(Stored items from a collection)

%%

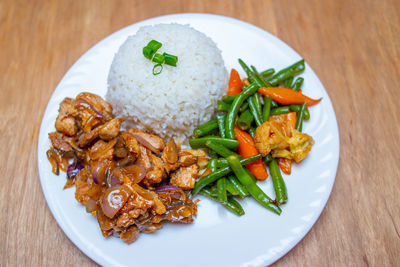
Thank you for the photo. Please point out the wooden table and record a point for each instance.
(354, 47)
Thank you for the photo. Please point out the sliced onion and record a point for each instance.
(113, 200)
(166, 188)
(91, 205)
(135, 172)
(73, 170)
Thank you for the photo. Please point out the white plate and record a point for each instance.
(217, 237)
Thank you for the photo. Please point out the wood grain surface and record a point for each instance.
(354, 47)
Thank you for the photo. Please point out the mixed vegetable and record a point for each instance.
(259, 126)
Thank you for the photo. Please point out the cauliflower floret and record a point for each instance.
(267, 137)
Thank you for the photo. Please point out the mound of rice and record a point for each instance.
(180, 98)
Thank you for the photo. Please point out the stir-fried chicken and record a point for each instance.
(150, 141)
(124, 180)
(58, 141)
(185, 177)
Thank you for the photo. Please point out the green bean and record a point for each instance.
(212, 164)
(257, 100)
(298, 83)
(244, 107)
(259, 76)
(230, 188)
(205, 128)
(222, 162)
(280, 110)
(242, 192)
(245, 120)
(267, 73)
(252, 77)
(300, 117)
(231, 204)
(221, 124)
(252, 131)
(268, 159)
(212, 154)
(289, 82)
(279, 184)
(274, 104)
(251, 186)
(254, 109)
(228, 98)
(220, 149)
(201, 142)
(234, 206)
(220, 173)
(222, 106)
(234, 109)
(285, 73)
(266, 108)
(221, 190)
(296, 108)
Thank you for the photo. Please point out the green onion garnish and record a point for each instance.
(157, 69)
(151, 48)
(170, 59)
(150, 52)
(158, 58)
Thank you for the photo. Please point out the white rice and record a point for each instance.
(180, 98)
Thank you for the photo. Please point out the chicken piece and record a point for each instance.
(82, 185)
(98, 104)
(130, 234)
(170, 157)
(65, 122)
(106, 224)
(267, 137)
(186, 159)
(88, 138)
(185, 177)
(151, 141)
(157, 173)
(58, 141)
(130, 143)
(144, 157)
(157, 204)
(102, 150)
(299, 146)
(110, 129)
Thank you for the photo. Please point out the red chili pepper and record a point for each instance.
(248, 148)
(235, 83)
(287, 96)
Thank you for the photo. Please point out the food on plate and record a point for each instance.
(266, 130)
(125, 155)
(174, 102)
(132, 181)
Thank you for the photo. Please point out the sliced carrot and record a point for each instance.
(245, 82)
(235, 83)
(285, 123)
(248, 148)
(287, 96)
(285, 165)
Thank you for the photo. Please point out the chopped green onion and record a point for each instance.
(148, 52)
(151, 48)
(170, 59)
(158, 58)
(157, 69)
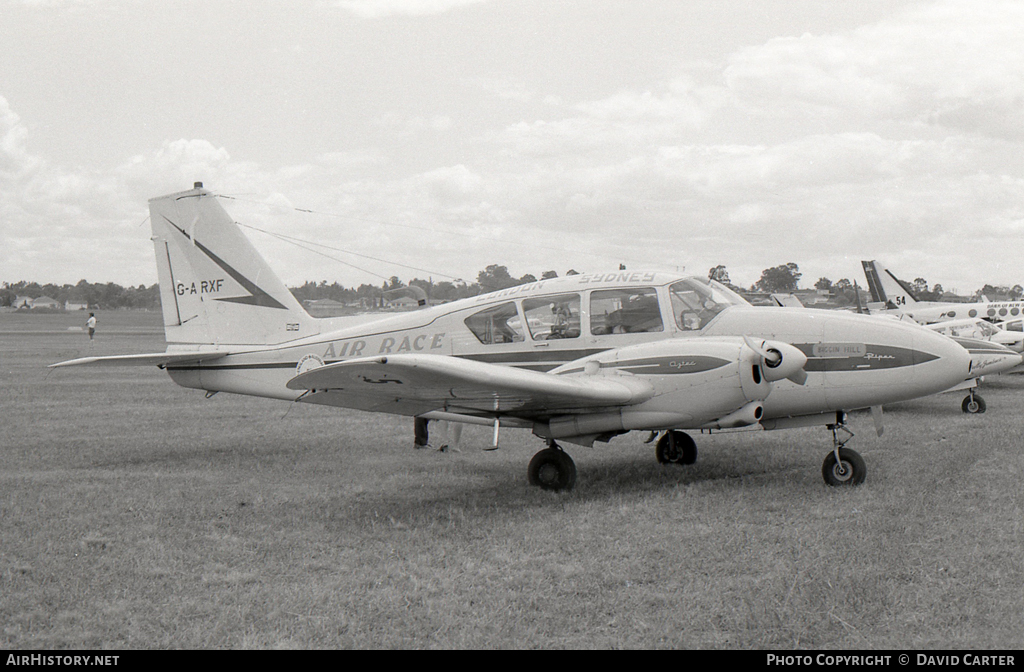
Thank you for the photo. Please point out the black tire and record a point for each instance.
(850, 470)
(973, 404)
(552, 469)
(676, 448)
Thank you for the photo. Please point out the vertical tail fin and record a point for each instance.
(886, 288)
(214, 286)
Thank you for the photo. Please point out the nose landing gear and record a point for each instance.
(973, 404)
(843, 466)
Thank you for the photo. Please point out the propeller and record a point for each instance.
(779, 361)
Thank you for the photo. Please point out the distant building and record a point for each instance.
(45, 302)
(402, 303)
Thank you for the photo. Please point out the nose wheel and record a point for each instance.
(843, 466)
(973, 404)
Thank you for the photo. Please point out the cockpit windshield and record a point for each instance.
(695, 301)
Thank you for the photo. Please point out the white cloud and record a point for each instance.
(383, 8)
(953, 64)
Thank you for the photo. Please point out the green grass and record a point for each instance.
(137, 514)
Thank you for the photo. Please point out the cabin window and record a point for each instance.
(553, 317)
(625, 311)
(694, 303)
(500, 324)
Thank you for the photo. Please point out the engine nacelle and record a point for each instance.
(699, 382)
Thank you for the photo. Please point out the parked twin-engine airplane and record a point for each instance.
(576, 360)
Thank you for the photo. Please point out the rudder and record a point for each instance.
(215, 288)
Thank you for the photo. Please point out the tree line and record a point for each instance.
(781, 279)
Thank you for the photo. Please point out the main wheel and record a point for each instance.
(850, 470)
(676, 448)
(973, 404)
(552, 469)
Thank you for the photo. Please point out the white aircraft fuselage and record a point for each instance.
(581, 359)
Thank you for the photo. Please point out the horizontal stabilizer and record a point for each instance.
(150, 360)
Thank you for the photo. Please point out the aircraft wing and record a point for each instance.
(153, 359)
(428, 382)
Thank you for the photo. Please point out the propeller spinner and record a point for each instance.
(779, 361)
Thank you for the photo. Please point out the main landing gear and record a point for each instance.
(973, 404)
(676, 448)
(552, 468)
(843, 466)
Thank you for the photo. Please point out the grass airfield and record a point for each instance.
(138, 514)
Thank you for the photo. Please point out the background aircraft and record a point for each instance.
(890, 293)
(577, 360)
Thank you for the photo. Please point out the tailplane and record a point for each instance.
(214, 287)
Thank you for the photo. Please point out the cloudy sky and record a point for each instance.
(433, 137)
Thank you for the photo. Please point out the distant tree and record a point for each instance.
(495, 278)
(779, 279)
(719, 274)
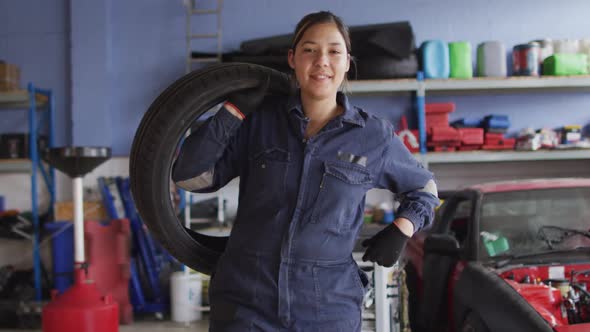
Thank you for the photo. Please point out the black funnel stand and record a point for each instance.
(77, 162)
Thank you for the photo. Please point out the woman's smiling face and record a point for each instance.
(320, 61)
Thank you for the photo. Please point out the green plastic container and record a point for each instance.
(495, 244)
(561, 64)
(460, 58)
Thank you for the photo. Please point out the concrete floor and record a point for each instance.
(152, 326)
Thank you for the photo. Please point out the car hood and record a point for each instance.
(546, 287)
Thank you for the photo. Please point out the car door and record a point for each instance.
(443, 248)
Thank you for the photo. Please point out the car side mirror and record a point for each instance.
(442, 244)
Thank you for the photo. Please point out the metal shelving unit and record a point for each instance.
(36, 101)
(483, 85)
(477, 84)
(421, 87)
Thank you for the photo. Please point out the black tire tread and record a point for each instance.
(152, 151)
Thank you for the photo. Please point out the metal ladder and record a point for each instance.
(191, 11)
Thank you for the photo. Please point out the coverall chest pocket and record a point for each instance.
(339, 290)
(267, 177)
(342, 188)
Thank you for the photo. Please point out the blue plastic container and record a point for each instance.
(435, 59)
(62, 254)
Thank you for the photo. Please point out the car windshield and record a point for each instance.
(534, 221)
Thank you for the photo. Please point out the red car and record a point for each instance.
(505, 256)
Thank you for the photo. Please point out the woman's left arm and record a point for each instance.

%%

Requirements>
Please repeat the entries exactly. Do not include the pictures.

The reply>
Thank you for the photo. Please point out the wooden table and record a point for each instance.
(354, 47)
Thank you for the photo. Please point out the sliced onion and record a point for each instance.
(113, 200)
(166, 188)
(91, 205)
(135, 172)
(73, 170)
Thank you for the photo. Please point out the white plate and record a point for each instance.
(217, 237)
Thank you for the photo. Please point out the wood grain surface and record a point for each instance.
(354, 47)
Thank you for the photo. Please point out the mixed vegetable and record a point for each instance.
(259, 126)
Thank you for the photo. Please point out the cauliflower floret and record a point for each instance.
(267, 137)
Thank you for the photo. Please point out the mound of rice and record a point for each instance.
(180, 98)
Thank you for the photo. Please point out the stir-fried chicken and record a point for each instance.
(150, 141)
(124, 180)
(58, 141)
(185, 177)
Thank you for the photo. Please point out the green bean and record a point for each instance.
(212, 164)
(257, 100)
(298, 83)
(244, 107)
(259, 76)
(230, 188)
(205, 128)
(222, 162)
(280, 110)
(242, 192)
(245, 120)
(267, 73)
(252, 77)
(300, 117)
(231, 204)
(221, 124)
(252, 131)
(268, 159)
(212, 154)
(289, 82)
(279, 184)
(274, 104)
(251, 186)
(254, 109)
(228, 98)
(220, 149)
(201, 142)
(234, 206)
(220, 173)
(222, 106)
(234, 109)
(285, 73)
(266, 108)
(221, 190)
(296, 108)
Thank you for the photo. Please point out the green onion garnish and record a point for each instance.
(157, 69)
(151, 48)
(170, 59)
(150, 52)
(158, 58)
Thank you for the photo. Please point out the white rice and record a point for each instance.
(180, 98)
Thank you for the photo. Please point out the chicken piece and record a point for each instance.
(82, 185)
(98, 104)
(130, 234)
(170, 157)
(65, 122)
(106, 224)
(267, 137)
(186, 159)
(88, 138)
(185, 177)
(151, 141)
(157, 173)
(58, 141)
(130, 143)
(144, 157)
(157, 204)
(102, 150)
(299, 146)
(110, 129)
Thank you for the photo. Please point out the red chili pepper and record a point for each instance.
(248, 148)
(235, 83)
(287, 96)
Thank you for the photo. Please point out the food on plate and record a point for each instance.
(266, 130)
(125, 155)
(174, 102)
(132, 181)
Thank you for the photo. Please point out the sliced carrot and record a point for each instance.
(245, 82)
(235, 83)
(285, 123)
(248, 148)
(287, 96)
(285, 165)
Thank you for the photo. Please point out the chopped green onion and record a point for each instance.
(148, 52)
(151, 48)
(170, 59)
(158, 58)
(157, 69)
Thank you for the photo. Please point out the black tire and record a point for each instance.
(850, 470)
(973, 404)
(552, 469)
(676, 448)
Thank you for the photo. Please point out the vertical tail fin and record a point for each instance.
(886, 288)
(214, 286)
Thank you for the photo. Please point out the nose landing gear and record a point for each instance.
(973, 404)
(843, 466)
Thank you for the photo. Please point out the propeller and record a point for each instance.
(779, 361)
Thank you for the photo. Please point out the distant building and record a point for each instance.
(45, 302)
(402, 303)
Thank you for the photo. Please point out the nose wheel and record a point for each instance.
(843, 466)
(973, 404)
Thank you for the photo. Please point out the cockpit windshield and record a point for each instance.
(695, 301)
Thank you for the photo. Please point out the white cloud and record a point for each instance.
(383, 8)
(953, 64)
Thank you for the photo. Please point out the green grass and record a point for each instance.
(137, 514)
Thank you for the photo. Please point out the cabin window and record a point for each instance.
(553, 317)
(625, 311)
(694, 303)
(500, 324)
Thank you for the photo. Please point out the engine nacelle and record a point for each instance.
(699, 382)
Thank you for the photo. Please point out the parked twin-engine airplane and record a point for each instance.
(576, 360)
Thank you for the photo. Please point out the rudder and record a point for each instance.
(215, 288)
Thank you for the photo. Please point out the tree line and record a point for each instance.
(781, 279)
Thank you for the photo. Please point out the main wheel and record a point for each instance.
(850, 470)
(676, 448)
(973, 404)
(552, 469)
Thank you for the photo. Please point out the white aircraft fuselage and record a point for each instance.
(581, 359)
Thank you for the photo. Please point out the horizontal stabilizer and record a point for each instance.
(150, 360)
Thank you for the photo. Please point out the aircraft wing and record a point for each instance.
(153, 359)
(428, 382)
Thank you for the photo. Please point out the propeller spinner and record a point for each instance.
(779, 361)
Thank you for the photo. Please point out the main landing gear and record a point for each instance.
(973, 404)
(676, 448)
(552, 468)
(843, 466)
Thank you for the photo. Please point out the grass airfield and record a point for each instance.
(138, 514)
Thank you for the photo. Please point out the background aircraft and record a point for each instance.
(890, 293)
(577, 360)
Thank you for the photo. Please point out the tailplane and record a point for each instance.
(214, 287)
Thank you for the photo. Please point out the cloudy sky and record a point for each instance.
(433, 137)
Thank you for the photo. Please point out the distant tree and record a point for each instance.
(495, 278)
(779, 279)
(719, 274)
Thank you for the photo. Please point out the black funnel stand and record a point for each instance.
(77, 162)
Thank you for the photo. Please point out the woman's smiling face and record a point for each instance.
(320, 61)
Thank you for the photo. Please point out the green plastic container and record a point for each instance.
(495, 244)
(561, 64)
(460, 58)
Thank you for the photo. Please point out the concrete floor and record a point for each instance.
(152, 326)
Thank you for the photo. Please point out the car hood and record a point for each instance.
(546, 287)
Thank you for the photo. Please point out the car door and record a point for each instance.
(443, 248)
Thank you for the photo. Please point out the car side mirror and record a point for each instance.
(442, 244)
Thank you for the photo. Please point out the metal shelving unit and record a point for each instance.
(36, 101)
(483, 85)
(477, 84)
(421, 87)
Thank you for the photo. Please point out the black tire tread and record a point for each instance.
(152, 151)
Thank you for the photo. Please point out the metal ladder and record a point for each instance.
(191, 11)
Thank you for the photo. Please point out the coverall chest pocket and record a point for each instance.
(339, 290)
(267, 177)
(342, 188)
Thank you for the photo. Please point out the blue plastic container and record a point for each instance.
(435, 59)
(62, 254)
Thank you for the photo. Please point out the car windshield and record a point for each instance.
(534, 221)
Thank you for the photo. Please point out the red car and record a point for each instance.
(505, 256)
Thank you for the photo. Please point out the woman's left arm and record a point for each instance.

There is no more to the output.